My unsung collaborator (“My private collaborator” Updated)
RESTING ON stands beside my writing table are two guitars, a regular-sized, steel-stringed acoustic and a smaller, nylon-stringed, acoustic-electric. A third guitar—”the baby,” “the junior,” “the little one,” as I lovingly call it—has been taken away for rehabilitation by my son, Paolo; being the smallest, it is the handiest, and it performs the most service—my baby is my most active collaborator.
Yes, the guitar is a collaborator, although not in the sense that it is in Paolo’s case: he sings with his guitar—professionally; I, on the other hand, write professionally and never, for all the uniqueness of the idea, to any guitar accompaniment. If writing and guitar come together at all in that sense, it does so—must do so—subliminally.
When a paragraph won’t go on my computer, I go to my baby or either of its fuller-fledged fellows, and after a short while the paragraph gets sorted out. I don’t know how it works, but it does work—it always does. That’s why I give my guitars more and more quality time—time that is theirs alone, with no paragraphs intruding.
——————————
• Job
Extend the essay about the writer's guitars, picking up after its last sentence. The material after this has nothing to do with it.

• Mask labeling examples
——————————
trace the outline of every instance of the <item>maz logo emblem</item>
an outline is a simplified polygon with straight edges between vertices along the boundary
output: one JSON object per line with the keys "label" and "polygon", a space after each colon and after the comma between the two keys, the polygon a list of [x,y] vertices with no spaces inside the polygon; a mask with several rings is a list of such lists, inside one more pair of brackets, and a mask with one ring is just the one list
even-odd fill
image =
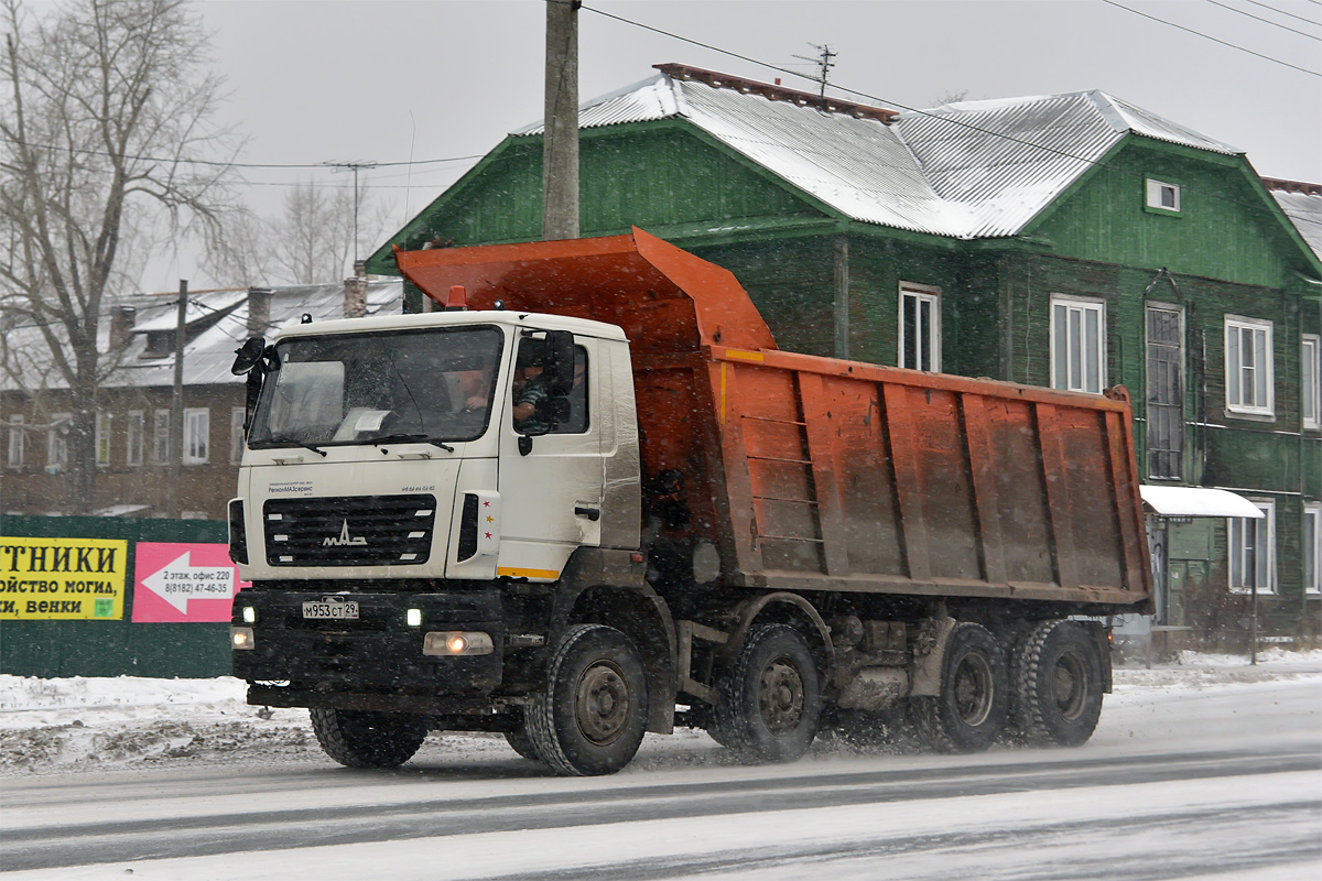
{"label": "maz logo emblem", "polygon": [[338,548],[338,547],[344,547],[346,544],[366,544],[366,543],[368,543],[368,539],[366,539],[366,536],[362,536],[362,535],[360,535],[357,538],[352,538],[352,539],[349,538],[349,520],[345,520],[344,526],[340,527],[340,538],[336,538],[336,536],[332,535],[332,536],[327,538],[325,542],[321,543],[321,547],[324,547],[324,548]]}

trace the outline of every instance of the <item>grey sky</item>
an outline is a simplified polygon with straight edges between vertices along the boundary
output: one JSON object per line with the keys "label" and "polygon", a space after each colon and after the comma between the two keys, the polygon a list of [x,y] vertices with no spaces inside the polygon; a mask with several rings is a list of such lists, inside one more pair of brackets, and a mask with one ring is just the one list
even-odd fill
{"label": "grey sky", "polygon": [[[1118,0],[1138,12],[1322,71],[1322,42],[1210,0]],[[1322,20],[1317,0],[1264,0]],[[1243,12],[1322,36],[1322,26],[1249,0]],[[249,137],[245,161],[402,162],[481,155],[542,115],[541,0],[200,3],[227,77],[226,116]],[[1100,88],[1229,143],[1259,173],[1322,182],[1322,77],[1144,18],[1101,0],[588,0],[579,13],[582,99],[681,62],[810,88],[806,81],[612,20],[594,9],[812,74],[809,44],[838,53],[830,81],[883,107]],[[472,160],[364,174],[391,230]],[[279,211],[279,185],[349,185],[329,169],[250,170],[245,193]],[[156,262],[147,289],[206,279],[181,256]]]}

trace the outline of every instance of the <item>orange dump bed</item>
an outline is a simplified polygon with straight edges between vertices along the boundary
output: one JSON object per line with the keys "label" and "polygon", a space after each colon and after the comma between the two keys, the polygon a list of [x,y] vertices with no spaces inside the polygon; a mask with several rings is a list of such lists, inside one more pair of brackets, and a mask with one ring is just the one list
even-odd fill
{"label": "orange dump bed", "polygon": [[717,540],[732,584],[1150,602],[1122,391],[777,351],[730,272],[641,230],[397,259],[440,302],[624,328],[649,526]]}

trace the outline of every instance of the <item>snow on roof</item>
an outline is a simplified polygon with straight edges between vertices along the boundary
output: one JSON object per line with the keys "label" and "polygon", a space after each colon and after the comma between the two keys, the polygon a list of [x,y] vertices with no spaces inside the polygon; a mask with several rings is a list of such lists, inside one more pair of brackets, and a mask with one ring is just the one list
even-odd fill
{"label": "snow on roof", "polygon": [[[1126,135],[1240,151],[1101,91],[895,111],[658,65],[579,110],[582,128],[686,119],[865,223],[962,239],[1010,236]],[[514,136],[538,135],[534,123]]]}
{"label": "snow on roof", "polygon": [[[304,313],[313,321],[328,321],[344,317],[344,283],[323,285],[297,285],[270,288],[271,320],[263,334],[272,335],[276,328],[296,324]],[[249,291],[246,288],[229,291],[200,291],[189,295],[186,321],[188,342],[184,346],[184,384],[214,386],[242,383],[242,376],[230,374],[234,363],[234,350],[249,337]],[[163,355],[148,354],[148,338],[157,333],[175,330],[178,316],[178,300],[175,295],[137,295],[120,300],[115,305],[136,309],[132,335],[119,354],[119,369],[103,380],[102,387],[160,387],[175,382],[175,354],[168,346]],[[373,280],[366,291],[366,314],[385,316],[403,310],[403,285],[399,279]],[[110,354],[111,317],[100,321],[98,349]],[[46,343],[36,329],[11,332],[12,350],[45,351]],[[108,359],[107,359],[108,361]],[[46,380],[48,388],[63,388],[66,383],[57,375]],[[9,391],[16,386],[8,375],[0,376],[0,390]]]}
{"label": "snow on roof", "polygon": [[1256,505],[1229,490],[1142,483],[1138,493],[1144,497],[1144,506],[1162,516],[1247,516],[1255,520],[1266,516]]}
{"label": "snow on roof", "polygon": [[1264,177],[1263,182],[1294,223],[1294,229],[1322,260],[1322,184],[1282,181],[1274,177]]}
——————————
• Task answer
As everyone else is presumed to do it, I sit down to write and remain seated writing. (I recall E. B. White’s imagined exchange with the formula-writing author Rudolf Flesch. “Why are you sitting down to write?” asks Flesch. “Because, sir,” replies White, “it is more comfortable than standing up.”) Anyway, for the rigors that writing demands professionally, I try to do it with every aid I can get—dictionaries of all sorts,grammar and usage texts, books on writing as well as writings on relevant disciplines, masterworks for both instruction and inspiration.
But on my guitar I don’t work things the way I work words,not, at any rate, with any professional discipline or purpose. For all its richly rewarding relationship to my writing, guitar is something I do by ear. I can’t read music and neither any representations of it(symbolic or alphabetical or numerical); and tablature, which takes each of your fingers (represented on the notation by dots) and sets it on the proper string and fret,takes away the excitement of self-discovery for me.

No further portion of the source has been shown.